What you will do
Count the lines below that contain the word "blue". Reply with only the number.

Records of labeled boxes

START

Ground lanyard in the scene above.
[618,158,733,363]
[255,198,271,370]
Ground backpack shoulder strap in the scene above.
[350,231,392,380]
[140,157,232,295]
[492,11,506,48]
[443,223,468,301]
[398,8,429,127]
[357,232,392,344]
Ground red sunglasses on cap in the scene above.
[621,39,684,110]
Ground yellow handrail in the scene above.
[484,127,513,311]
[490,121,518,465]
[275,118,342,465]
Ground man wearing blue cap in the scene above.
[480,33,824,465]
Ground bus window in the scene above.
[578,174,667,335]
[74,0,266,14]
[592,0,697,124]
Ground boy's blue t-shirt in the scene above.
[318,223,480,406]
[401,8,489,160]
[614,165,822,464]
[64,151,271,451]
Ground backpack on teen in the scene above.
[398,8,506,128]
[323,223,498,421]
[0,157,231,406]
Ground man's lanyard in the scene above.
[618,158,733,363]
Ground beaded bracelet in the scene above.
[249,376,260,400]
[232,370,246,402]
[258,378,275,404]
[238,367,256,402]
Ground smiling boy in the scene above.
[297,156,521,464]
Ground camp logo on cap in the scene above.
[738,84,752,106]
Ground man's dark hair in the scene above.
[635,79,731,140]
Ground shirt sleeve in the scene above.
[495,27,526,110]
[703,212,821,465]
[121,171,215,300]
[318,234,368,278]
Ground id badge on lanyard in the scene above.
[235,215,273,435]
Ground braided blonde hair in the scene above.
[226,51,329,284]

END

Output for this exercise
2